Transcribe the listing below only from the line with "Place a pin on every instance of the white car" up to and including the line with "Place a pin on every instance of the tire".

** Entries shown follows **

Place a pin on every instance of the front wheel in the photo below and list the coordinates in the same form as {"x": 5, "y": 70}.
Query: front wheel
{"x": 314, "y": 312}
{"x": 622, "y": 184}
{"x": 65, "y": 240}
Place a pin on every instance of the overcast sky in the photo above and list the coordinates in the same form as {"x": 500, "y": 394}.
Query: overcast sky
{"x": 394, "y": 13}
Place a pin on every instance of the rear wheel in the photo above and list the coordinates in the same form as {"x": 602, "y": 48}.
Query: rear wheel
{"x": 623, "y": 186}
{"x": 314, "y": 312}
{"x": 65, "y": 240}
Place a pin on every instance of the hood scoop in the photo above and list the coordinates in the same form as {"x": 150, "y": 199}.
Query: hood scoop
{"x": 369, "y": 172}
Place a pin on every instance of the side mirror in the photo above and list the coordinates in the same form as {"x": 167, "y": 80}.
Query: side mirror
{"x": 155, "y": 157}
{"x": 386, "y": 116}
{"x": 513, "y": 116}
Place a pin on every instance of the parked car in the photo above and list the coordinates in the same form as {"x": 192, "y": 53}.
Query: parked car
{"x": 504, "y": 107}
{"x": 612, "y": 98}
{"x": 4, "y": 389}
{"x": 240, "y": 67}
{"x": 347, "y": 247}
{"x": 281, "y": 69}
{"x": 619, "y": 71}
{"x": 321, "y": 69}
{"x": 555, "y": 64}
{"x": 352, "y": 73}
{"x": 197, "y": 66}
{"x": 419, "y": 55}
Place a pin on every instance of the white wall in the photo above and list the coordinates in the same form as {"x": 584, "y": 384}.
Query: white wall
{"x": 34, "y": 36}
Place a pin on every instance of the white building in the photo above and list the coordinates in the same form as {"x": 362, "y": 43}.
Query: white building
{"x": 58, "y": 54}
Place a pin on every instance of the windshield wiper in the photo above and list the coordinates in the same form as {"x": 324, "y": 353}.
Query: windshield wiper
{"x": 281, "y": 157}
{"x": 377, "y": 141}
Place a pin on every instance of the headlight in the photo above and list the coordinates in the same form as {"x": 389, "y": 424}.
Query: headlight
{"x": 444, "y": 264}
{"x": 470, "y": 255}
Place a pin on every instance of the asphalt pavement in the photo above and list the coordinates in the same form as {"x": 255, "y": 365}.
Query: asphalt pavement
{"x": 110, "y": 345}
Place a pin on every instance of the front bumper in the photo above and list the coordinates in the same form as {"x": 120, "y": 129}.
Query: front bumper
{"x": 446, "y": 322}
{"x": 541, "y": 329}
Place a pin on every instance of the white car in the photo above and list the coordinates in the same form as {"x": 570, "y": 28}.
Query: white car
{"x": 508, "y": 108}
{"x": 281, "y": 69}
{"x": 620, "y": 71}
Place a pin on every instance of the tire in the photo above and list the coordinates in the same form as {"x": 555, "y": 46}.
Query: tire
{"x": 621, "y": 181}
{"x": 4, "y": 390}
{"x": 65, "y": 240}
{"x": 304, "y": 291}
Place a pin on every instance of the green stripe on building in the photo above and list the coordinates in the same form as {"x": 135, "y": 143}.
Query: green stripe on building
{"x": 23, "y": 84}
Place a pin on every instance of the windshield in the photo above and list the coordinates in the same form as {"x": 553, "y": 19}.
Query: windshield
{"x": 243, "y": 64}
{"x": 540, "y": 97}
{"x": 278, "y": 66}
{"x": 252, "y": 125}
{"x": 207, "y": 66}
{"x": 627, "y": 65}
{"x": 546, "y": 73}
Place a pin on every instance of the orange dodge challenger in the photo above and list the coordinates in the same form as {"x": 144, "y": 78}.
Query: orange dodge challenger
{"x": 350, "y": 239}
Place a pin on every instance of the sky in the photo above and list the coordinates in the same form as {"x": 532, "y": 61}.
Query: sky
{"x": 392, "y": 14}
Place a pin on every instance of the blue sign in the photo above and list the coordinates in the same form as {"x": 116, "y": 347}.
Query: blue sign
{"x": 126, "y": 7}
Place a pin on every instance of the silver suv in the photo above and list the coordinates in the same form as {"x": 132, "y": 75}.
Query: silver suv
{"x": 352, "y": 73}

** End of Entries shown **

### Solution below
Place a pin on every instance of the white car in the photo above and list the coordinates in the same form as {"x": 570, "y": 28}.
Query: white car
{"x": 508, "y": 108}
{"x": 281, "y": 69}
{"x": 620, "y": 71}
Place a pin on every instance of the tire in the photo above and list the coordinates in the same form as {"x": 555, "y": 46}.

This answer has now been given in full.